--- BEGIN THE DATA ---
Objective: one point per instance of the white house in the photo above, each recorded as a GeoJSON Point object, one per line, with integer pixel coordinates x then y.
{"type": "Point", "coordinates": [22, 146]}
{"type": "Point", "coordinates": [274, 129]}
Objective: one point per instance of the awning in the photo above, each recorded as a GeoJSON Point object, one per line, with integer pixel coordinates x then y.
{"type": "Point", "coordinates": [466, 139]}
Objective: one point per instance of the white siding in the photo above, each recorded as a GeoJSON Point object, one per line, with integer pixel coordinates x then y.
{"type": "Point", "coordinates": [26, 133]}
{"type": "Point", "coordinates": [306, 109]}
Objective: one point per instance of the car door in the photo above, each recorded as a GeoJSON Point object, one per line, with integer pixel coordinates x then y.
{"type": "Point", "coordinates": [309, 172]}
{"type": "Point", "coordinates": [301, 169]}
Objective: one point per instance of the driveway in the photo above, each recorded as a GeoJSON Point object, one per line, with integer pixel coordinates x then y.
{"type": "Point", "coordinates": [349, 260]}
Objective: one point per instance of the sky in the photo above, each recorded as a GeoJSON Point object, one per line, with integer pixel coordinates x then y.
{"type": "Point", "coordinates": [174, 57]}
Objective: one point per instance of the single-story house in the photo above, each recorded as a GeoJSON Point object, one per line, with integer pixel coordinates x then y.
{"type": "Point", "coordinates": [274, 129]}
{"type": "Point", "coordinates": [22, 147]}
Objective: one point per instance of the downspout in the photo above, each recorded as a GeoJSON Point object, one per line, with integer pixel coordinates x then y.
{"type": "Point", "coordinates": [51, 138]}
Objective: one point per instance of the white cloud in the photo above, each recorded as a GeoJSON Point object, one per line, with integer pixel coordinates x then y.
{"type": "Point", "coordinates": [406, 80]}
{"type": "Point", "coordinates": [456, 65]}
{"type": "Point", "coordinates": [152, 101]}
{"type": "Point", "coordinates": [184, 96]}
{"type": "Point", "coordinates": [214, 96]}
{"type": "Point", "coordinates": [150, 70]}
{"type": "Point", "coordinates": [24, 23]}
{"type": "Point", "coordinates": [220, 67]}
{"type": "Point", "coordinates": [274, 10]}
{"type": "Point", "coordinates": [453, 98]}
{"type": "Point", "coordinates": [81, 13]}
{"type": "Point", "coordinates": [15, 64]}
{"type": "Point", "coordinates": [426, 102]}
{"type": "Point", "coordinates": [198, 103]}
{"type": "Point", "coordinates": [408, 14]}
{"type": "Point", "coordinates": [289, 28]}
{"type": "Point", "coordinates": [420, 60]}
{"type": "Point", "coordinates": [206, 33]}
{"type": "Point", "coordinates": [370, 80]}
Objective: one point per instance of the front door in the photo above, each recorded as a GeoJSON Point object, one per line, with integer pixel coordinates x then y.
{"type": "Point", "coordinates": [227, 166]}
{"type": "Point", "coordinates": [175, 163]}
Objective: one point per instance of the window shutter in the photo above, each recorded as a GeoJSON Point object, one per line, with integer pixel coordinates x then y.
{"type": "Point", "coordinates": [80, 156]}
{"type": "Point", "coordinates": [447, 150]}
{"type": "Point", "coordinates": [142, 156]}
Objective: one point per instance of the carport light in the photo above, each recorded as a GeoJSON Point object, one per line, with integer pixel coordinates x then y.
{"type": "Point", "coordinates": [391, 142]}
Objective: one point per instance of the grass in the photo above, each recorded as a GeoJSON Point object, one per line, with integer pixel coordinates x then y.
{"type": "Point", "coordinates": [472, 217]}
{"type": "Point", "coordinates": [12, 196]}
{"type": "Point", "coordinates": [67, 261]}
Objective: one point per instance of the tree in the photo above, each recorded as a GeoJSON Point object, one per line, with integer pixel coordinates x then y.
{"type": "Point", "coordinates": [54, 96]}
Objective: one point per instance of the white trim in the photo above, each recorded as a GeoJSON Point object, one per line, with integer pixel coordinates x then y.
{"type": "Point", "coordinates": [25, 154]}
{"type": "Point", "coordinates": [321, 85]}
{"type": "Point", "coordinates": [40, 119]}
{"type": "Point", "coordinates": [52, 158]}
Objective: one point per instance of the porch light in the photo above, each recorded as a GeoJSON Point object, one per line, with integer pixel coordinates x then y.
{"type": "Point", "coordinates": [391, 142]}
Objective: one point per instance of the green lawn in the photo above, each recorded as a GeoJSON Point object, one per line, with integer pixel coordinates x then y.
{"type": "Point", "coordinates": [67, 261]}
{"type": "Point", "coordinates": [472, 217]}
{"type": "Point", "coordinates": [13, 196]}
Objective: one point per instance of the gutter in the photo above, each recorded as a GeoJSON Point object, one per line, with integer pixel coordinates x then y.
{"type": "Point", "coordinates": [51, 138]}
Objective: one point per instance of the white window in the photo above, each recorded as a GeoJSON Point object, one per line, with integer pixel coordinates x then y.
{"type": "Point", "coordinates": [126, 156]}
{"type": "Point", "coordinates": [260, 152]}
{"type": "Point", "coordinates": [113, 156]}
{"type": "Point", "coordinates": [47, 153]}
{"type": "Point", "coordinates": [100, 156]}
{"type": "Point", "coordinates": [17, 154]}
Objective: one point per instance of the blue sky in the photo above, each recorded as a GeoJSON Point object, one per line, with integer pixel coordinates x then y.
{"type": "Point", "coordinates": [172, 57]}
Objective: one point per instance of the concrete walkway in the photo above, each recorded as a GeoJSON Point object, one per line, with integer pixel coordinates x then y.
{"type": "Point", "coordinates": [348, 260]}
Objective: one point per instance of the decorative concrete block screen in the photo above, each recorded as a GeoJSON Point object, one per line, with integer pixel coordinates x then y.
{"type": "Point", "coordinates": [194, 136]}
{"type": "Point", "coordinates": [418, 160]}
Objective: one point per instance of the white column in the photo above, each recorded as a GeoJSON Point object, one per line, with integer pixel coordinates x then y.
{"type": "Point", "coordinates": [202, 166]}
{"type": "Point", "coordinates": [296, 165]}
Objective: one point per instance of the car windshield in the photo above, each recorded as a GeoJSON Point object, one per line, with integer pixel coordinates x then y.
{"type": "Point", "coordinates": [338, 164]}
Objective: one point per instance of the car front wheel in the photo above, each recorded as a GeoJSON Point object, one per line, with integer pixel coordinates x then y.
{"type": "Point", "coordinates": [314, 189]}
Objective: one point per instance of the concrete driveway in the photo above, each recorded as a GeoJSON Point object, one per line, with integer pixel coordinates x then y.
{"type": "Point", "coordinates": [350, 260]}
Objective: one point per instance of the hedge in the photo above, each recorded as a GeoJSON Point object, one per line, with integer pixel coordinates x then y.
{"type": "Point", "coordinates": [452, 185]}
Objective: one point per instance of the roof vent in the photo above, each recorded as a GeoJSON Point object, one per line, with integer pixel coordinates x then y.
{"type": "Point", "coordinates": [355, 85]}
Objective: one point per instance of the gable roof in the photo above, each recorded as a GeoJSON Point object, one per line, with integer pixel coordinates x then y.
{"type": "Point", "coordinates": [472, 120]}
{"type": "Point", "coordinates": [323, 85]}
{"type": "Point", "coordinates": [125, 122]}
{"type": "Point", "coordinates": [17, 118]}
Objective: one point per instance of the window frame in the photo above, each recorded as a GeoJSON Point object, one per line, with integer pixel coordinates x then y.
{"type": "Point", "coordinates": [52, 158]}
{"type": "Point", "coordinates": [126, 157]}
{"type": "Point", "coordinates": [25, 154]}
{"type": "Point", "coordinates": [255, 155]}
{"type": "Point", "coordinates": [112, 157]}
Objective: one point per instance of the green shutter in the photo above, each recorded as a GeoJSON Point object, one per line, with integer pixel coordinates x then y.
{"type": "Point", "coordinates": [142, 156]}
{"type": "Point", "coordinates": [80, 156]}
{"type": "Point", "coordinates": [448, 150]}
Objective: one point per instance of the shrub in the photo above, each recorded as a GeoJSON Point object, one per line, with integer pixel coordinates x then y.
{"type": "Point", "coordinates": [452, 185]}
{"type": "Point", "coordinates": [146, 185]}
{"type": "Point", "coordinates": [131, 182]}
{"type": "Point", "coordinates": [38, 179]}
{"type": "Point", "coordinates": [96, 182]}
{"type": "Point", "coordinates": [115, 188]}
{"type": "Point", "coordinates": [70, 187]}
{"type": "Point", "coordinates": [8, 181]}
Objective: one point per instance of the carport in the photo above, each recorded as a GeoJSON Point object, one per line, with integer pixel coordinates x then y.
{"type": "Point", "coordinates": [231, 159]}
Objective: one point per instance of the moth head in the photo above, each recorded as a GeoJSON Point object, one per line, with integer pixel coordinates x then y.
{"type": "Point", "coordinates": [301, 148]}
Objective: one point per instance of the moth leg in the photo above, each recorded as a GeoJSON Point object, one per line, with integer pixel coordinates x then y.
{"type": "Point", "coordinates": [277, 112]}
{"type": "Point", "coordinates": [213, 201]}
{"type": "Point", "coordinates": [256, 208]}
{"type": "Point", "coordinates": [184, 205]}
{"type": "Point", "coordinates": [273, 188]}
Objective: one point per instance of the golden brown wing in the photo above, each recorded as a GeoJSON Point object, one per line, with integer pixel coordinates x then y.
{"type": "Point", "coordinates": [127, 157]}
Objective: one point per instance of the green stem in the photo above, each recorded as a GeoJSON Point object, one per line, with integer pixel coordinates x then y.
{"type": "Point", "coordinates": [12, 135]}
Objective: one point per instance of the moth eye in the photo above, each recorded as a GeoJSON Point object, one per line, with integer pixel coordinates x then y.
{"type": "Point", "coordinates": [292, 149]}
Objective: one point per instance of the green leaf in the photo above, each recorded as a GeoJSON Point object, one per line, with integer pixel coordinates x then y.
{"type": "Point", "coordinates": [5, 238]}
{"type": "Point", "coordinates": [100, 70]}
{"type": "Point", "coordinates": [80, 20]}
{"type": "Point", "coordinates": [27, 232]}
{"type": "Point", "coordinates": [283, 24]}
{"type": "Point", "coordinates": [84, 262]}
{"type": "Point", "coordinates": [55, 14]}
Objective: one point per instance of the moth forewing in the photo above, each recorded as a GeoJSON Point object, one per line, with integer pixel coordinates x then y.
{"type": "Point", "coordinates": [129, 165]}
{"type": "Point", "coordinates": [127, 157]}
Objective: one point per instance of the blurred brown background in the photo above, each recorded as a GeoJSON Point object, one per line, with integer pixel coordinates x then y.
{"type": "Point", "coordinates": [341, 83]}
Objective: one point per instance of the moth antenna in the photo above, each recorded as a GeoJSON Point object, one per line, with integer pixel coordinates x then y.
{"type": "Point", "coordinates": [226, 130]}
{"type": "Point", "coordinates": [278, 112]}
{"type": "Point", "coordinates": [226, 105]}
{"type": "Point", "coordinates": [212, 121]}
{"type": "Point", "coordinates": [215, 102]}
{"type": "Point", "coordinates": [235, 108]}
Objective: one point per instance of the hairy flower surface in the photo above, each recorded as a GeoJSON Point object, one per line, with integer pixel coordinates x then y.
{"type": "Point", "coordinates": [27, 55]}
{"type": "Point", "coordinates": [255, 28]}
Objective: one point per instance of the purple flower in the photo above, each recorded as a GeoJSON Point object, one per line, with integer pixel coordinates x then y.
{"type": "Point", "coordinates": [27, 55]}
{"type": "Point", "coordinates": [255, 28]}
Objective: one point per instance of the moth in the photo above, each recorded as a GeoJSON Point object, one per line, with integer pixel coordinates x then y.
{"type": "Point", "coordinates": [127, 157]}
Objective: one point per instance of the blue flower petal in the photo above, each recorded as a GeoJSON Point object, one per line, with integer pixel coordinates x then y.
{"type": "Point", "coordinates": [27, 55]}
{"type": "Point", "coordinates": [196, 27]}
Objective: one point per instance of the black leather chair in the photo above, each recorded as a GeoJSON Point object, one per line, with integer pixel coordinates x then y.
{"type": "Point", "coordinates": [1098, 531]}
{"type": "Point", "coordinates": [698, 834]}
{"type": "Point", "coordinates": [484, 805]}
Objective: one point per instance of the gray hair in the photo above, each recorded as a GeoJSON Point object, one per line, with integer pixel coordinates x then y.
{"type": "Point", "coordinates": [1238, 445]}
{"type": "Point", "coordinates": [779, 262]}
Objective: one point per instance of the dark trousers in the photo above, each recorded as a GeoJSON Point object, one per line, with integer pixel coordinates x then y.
--- END THE DATA ---
● EXERCISE
Nothing but the lines from the one with "Objective: one point per instance of the moth in" through the last line should be repeated, each exactly as it stands.

● THE RESPONSE
Objective: one point per instance of the moth in the photo above, each recorded as a GeoJSON Point object, one per line, with integer pixel coordinates x then y.
{"type": "Point", "coordinates": [127, 157]}
Objective: one point per instance of the blue flower petal in the photo above, each recorded as a GeoJSON Point object, one per line, with integer pixel coordinates x then y.
{"type": "Point", "coordinates": [27, 55]}
{"type": "Point", "coordinates": [196, 27]}
Objective: one point per instance of the black leather chair in the photo above, each recorded as a GeoJSON Point object, one per line, with integer pixel coordinates x then y.
{"type": "Point", "coordinates": [1098, 531]}
{"type": "Point", "coordinates": [698, 834]}
{"type": "Point", "coordinates": [484, 805]}
Objective: one point per instance of the gray hair in the photo above, each recorded as a GeoJSON Point object, one per line, with integer pixel coordinates x then y.
{"type": "Point", "coordinates": [1238, 445]}
{"type": "Point", "coordinates": [779, 262]}
Objective: one point per instance of the dark trousers in the photo above, each recorded as a GeoJSON Point object, one per line, with integer pixel coordinates x then y.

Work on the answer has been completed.